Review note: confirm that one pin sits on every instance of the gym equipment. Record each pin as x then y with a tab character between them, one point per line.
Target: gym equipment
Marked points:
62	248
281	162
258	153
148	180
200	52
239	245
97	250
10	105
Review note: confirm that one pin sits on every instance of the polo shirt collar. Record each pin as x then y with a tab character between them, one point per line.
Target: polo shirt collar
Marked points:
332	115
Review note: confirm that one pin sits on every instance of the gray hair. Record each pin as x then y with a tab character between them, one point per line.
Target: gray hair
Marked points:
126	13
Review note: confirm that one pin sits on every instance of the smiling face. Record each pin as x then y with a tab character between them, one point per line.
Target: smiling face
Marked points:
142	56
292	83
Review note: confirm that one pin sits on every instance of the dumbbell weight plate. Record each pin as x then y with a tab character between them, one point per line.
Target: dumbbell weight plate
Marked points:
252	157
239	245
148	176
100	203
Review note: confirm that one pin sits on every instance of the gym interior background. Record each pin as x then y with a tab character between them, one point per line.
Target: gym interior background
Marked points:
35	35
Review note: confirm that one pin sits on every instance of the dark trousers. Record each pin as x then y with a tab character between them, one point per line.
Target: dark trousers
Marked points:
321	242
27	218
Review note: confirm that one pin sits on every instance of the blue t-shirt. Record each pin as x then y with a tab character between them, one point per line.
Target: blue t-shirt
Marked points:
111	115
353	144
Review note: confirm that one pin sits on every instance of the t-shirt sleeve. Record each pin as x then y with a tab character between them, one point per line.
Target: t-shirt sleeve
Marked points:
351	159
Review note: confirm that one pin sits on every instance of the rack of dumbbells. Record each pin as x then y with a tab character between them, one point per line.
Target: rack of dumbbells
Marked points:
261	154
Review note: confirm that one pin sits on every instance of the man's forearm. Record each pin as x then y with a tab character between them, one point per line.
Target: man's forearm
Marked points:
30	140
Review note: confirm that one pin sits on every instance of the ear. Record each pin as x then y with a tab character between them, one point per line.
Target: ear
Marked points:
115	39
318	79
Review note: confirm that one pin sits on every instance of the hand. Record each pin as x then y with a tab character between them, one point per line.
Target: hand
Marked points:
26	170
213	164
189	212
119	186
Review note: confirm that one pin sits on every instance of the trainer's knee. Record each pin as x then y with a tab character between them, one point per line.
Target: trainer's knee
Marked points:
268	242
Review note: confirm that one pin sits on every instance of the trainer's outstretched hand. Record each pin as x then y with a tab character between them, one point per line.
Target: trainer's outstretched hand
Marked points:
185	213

## Exercise
Every entry, from first to last, should be written out exactly.

## Answer to the exercise
Review note: confirm that one pin sits on every instance of the gym equipment. Record each pin as x then y with a tab character between them, one point per line.
Target: gym equipment
Marked points:
62	248
281	162
258	153
148	180
200	52
239	245
97	250
10	105
Review note: confirm that one pin sits on every instance of the polo shirt collar. Record each pin as x then y with a tab character between them, one point per line.
Target: polo shirt collar
Marked points:
332	115
Review note: confirm that one pin sits on every instance of the gray hair. Record each pin as x then y with a tab character between them, one point per line.
Target: gray hair
Marked points:
126	13
Review note: confirm that one pin sits on every instance of the smiling face. Record each pin as x then y with a tab character between them, one point per line.
Target: smiling face
Marked points:
142	56
292	83
Review note: confirm that one pin sits on every instance of the dumbbell weight plate. Record each pin as x then y with a tab character between them, one point per line.
Target: dumbbell weight plate
Marked points:
252	157
239	245
148	176
100	203
Review note: confirm that one pin sits on every instance of the gym interior background. Record each pin as x then y with a tab character between them, one point per line.
Target: gym interior background
Marked points:
35	35
Review note: confirm that one pin sits on every instance of the dark trousers. Record each pin as x then y with a tab character between them, one point per line.
Target: dark trousers
Marked points:
321	242
27	218
Review note: confirm that one pin sits on every instance of the blue t-shirt. Record each pin as x then y with a tab character between them, one point per line.
Target: blue t-shirt
Marked points:
111	115
353	144
Review note: confirm that one pin sits on every instance of the t-shirt sleeve. Record each pin as x then y with a tab character between them, one point per line.
Target: t-shirt sleeve
Marked points:
351	159
Review note: confirm that one pin sits on every instance of the rack of dumbbells. Record each pin as x then y with a tab character between them, one point per line.
Target: rack of dumbbells
Marked points:
261	154
Review note: confirm that one pin sits on every instance of the man's forearm. Record each pin as x then y with a tab character between them, one point per line.
Target: man's forearm
Marked points:
30	140
Review note: confirm that one pin sits on every instance of the ear. Record each pin as x then y with a tab character between them, one point per line.
Target: ear
Marked points:
115	39
318	79
Review note: confirm that one pin sits on every instance of the hand. Record each pin as x then y with a tab character between them, one point per line.
Target: hand
Marked points:
26	170
213	164
189	212
119	186
Review note: confirm that one pin sits on every instance of the trainer's knee. Record each pin as x then y with a tab character between them, one point per line.
Target: trainer's knee
Marked points:
268	242
Review note: confirm that one pin sits on every instance of the trainer's outstretched hand. Record each pin as x then y with a tab character between them, one point per line.
Target: trainer's outstretched hand
Marked points:
185	213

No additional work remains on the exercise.